**TASK DESCRIPTION**
Rewrite the records below, swapping every "handbag strap" for "shoulder strap" and leaving everything else untouched.

**DATA RECORDS**
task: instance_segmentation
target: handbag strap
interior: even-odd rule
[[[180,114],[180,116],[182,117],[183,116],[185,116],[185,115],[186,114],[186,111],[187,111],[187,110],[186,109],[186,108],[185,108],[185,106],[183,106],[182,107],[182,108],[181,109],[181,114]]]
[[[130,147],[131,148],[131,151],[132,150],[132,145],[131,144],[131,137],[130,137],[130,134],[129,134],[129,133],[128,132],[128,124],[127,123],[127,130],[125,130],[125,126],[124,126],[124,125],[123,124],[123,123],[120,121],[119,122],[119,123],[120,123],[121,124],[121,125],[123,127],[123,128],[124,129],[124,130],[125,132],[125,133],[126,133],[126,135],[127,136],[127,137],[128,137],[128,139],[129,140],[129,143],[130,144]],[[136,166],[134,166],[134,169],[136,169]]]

**THE RESULT**
task: instance_segmentation
target: shoulder strap
interior: even-odd rule
[[[180,114],[180,116],[182,117],[183,116],[185,116],[185,115],[186,114],[186,111],[187,111],[187,110],[186,109],[186,108],[185,108],[185,106],[183,106],[182,107],[182,108],[181,109],[181,114]]]
[[[130,147],[131,148],[131,151],[132,150],[132,145],[131,144],[131,137],[130,137],[130,134],[129,134],[129,133],[128,132],[128,124],[127,123],[127,130],[125,130],[125,126],[124,126],[124,125],[123,124],[123,123],[120,121],[119,122],[119,123],[120,123],[121,124],[121,125],[123,127],[123,128],[124,129],[124,130],[125,132],[125,133],[126,133],[126,135],[127,136],[127,137],[128,137],[128,139],[129,140],[129,143],[130,144]],[[136,166],[134,166],[134,169],[136,169]]]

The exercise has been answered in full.